Requirement:
Find every line in the entries below that contains the string "metal", and copy each of those lines. Case counts.

═══ Dataset entries ═══

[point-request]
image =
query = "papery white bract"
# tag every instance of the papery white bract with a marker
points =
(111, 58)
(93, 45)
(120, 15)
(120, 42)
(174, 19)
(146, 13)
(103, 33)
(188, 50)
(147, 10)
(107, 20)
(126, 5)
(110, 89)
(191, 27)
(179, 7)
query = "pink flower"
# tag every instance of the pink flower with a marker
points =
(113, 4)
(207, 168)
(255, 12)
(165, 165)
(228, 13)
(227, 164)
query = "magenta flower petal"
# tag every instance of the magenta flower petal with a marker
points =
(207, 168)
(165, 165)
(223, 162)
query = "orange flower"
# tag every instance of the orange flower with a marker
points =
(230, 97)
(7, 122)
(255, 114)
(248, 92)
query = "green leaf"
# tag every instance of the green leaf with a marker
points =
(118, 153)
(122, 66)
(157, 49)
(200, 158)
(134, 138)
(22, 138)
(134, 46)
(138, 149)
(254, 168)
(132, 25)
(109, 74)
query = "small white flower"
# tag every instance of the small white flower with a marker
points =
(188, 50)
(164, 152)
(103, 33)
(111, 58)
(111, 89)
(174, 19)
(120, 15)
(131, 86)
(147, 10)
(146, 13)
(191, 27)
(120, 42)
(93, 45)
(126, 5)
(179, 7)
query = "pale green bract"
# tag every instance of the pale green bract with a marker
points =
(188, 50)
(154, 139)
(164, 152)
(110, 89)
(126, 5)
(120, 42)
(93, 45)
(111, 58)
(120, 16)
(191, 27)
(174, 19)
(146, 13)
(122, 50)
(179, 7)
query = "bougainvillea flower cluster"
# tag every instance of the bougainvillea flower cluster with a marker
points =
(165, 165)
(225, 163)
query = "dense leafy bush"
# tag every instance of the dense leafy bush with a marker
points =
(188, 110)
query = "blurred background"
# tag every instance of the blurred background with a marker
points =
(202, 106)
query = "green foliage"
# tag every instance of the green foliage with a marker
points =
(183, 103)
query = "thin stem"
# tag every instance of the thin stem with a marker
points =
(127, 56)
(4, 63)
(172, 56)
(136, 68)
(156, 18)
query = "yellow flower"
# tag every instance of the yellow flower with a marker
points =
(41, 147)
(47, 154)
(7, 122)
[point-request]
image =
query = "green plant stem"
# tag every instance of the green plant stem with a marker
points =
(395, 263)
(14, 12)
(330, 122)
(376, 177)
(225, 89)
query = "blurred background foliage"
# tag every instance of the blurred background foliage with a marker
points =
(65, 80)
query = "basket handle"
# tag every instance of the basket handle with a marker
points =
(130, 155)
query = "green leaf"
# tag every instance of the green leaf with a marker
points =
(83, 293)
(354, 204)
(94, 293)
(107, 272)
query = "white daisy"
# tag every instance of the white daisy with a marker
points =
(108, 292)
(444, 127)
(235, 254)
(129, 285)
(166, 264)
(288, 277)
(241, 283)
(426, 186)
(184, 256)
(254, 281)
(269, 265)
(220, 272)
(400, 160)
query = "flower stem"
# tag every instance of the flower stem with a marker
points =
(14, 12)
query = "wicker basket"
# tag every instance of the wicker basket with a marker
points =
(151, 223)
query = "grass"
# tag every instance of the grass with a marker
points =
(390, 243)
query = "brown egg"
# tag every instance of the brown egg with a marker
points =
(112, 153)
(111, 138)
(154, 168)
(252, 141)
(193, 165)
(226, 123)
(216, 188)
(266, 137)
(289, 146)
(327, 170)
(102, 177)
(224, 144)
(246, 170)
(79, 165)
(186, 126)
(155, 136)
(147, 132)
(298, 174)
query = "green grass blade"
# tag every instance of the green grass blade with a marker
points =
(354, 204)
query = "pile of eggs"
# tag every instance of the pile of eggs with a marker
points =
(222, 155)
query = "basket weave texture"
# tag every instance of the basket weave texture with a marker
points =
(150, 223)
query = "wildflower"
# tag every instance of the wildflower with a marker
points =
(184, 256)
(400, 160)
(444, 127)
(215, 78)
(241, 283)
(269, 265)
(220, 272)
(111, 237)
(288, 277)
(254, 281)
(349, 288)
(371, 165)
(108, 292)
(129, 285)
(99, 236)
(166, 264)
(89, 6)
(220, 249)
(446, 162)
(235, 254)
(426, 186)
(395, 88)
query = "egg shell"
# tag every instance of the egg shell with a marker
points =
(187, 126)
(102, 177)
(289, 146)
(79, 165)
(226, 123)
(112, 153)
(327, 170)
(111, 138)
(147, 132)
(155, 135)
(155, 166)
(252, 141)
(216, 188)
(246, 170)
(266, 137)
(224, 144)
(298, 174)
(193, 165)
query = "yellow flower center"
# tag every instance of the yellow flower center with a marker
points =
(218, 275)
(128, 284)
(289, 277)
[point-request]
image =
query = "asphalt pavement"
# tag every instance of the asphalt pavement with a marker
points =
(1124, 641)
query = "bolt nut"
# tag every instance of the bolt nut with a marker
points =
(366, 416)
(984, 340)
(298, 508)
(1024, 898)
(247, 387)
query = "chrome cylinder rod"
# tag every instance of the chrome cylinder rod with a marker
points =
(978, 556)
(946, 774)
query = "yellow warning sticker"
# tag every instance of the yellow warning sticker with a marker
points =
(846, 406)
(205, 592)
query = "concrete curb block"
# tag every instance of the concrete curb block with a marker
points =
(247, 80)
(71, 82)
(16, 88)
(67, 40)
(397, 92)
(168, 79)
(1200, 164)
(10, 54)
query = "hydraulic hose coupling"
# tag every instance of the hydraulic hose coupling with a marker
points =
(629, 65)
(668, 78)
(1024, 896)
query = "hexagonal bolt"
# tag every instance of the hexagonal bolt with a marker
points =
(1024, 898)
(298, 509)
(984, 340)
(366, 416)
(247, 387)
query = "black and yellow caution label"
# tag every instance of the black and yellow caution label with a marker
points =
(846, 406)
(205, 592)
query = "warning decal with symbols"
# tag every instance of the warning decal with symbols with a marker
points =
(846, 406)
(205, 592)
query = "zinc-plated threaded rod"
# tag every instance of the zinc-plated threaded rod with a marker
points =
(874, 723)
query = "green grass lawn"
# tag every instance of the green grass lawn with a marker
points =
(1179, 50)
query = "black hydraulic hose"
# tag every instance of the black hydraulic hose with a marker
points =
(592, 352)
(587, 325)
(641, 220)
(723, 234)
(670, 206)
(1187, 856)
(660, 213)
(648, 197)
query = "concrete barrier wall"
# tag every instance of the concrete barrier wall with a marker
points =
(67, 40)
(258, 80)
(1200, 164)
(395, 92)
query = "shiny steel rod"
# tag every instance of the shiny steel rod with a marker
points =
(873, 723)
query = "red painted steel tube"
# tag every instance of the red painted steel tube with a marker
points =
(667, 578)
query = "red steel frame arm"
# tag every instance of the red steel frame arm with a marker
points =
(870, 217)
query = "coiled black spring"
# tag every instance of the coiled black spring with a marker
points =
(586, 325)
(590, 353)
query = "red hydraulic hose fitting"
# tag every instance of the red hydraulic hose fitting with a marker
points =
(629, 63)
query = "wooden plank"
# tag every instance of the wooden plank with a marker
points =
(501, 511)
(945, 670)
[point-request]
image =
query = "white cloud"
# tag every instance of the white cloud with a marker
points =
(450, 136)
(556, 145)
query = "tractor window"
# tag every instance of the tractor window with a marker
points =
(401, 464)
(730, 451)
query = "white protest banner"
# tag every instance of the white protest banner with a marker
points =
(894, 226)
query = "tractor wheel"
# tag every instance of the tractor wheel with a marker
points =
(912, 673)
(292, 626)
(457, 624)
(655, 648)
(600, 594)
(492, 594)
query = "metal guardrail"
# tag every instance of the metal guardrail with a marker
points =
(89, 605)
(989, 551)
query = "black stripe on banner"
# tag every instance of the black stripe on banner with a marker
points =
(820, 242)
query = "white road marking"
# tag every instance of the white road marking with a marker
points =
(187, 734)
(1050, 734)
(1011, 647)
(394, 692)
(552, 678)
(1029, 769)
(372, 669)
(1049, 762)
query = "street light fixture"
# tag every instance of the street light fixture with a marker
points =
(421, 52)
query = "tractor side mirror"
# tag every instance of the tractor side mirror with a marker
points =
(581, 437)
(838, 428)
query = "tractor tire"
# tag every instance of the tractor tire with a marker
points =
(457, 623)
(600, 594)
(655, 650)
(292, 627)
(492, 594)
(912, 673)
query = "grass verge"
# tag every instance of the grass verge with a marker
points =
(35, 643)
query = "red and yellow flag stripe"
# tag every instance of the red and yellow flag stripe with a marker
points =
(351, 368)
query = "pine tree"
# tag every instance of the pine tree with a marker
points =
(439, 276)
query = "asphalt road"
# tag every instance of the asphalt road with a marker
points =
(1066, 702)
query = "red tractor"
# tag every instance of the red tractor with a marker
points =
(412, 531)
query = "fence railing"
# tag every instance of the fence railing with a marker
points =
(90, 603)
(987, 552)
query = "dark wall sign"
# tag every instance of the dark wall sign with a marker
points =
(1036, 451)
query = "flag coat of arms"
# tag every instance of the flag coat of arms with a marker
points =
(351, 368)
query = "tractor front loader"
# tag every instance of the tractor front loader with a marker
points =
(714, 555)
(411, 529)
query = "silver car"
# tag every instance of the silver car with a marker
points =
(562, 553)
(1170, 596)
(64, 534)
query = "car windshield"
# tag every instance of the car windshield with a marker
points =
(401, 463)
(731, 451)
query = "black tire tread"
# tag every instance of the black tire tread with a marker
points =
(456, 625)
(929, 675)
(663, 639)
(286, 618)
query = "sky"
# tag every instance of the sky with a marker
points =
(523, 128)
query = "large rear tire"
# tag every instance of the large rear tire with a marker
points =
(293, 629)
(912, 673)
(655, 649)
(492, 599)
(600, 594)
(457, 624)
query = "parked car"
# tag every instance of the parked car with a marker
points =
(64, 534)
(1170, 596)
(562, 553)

═══

Expected answer:
query = "metal guardrail"
# tag every instance of the metal guardrail with a marker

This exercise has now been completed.